___ Given records ___
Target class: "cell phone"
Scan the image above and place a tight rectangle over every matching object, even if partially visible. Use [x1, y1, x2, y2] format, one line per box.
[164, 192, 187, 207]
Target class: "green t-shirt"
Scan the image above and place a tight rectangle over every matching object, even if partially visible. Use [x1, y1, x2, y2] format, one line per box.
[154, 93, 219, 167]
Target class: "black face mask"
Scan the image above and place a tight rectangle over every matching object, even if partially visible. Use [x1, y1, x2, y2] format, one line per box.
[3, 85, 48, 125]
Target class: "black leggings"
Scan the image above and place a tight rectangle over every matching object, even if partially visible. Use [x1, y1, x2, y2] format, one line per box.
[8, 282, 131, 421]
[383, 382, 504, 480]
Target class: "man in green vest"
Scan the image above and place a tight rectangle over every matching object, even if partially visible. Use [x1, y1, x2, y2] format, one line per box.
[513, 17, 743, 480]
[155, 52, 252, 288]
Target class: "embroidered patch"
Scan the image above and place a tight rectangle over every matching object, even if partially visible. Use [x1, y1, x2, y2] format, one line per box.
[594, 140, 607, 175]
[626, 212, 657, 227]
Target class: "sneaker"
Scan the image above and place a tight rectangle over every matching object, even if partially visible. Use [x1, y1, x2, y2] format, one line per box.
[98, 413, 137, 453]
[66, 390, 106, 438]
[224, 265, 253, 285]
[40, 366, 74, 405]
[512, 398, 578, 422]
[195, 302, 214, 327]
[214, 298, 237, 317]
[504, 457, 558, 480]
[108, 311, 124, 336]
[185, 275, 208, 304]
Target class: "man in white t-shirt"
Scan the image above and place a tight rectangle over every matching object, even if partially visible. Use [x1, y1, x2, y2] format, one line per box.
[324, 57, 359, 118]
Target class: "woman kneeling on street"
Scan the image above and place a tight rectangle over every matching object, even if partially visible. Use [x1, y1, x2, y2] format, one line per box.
___
Render every line of the items above as a Markdown table with two columns, Row for the row number and Line for the text of the line, and leave out any blank lines.

| Row | Line |
|---|---|
| 1 | Target class: "cell phone" |
| 2 | Scan the image above and place a tight rectangle over every matching object, even if partially visible. Use [x1, y1, x2, y2] format, one line per box. |
| 3 | [164, 192, 187, 207] |
| 4 | Target class: "green t-shirt" |
| 5 | Scan the image above and place a tight rectangle over every matching object, even if partially visible. Use [x1, y1, x2, y2] format, one line per box. |
| 6 | [154, 93, 219, 167] |
| 7 | Target class: "black face mask" |
| 8 | Scan the image above and place a tight rectangle over every matching object, even if partially visible. Use [x1, y1, x2, y2] format, one line per box. |
| 9 | [3, 85, 48, 125] |
| 10 | Target class: "black leggings" |
| 11 | Scan the image above and place a tight rectangle over every matching object, even if partially visible. Use [x1, y1, x2, y2] format, one line per box. |
| 12 | [8, 282, 131, 421] |
| 13 | [383, 382, 504, 480] |
| 14 | Target class: "man in green vest" |
| 15 | Scan the image above and place a tight rectangle over every matching object, even if partially visible. Use [x1, y1, x2, y2] format, one line per box. |
| 16 | [513, 17, 743, 480] |
| 17 | [155, 52, 252, 288] |
| 18 | Target class: "embroidered patch" |
| 19 | Scan the image above and place a tight rectangle over every matching object, even if partially visible. Use [x1, y1, x2, y2] format, one line per box. |
| 20 | [594, 140, 607, 175] |
| 21 | [626, 212, 657, 227] |
| 22 | Target class: "sneaker" |
| 23 | Scan the image above and place a tight rectangle over every matching object, even if partially visible. Use [x1, y1, x2, y2] format, one line per box. |
| 24 | [98, 413, 137, 453] |
| 25 | [66, 390, 106, 438] |
| 26 | [224, 265, 253, 285] |
| 27 | [40, 366, 74, 405] |
| 28 | [512, 398, 578, 422] |
| 29 | [195, 302, 214, 327] |
| 30 | [214, 298, 237, 317] |
| 31 | [504, 457, 558, 480] |
| 32 | [108, 311, 124, 336] |
| 33 | [185, 275, 208, 304] |
| 34 | Target class: "man in white t-shirt" |
| 35 | Scan the image above and place a tight rectangle over every matching object, even if partially visible. Use [x1, y1, x2, y2] format, one line per box. |
| 36 | [324, 57, 359, 118] |
| 37 | Target class: "woman kneeling on street" |
| 38 | Scan the image above and place a tight rectangle over every matching object, even if partially visible. Use [x1, y1, x2, y2] format, one line per box. |